Please give the data below again in full, exactly as it stands.

Region labeling entries
▬▬▬▬▬▬

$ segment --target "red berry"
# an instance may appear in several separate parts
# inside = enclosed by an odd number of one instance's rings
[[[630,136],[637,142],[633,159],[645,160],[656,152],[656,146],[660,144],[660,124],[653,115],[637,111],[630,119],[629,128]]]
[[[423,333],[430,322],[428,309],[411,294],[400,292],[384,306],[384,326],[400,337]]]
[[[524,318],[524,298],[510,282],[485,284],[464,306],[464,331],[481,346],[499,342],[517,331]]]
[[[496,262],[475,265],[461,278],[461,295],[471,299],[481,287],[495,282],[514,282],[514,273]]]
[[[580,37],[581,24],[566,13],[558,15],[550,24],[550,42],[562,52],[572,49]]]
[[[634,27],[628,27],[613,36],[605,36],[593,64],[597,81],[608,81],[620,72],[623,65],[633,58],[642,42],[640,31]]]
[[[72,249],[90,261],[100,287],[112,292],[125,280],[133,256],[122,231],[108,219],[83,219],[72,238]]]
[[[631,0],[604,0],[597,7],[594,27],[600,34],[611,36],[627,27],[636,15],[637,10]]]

▬▬▬▬▬▬

## [Problem solution]
$ segment --target "red berry"
# an instance may appear in several separate parts
# inside = enclosed by an odd number of one instance's rings
[[[630,136],[637,142],[633,159],[645,160],[656,152],[656,146],[660,144],[660,124],[653,115],[637,111],[630,119],[629,128]]]
[[[423,333],[430,322],[428,309],[411,294],[400,292],[384,306],[384,326],[400,337]]]
[[[524,318],[524,298],[510,282],[485,284],[464,306],[464,331],[481,346],[499,342],[517,331]]]
[[[496,262],[475,265],[461,278],[461,295],[471,299],[481,287],[495,282],[514,282],[514,273]]]
[[[580,37],[581,24],[566,13],[558,15],[550,24],[550,42],[562,52],[572,49]]]
[[[634,27],[628,27],[613,36],[605,36],[593,64],[597,81],[608,81],[620,72],[623,65],[633,58],[642,42],[640,31]]]
[[[72,249],[90,261],[100,287],[112,292],[125,280],[133,256],[122,231],[108,219],[83,219],[72,238]]]
[[[631,0],[604,0],[597,7],[594,27],[600,34],[611,36],[627,27],[636,15],[637,10]]]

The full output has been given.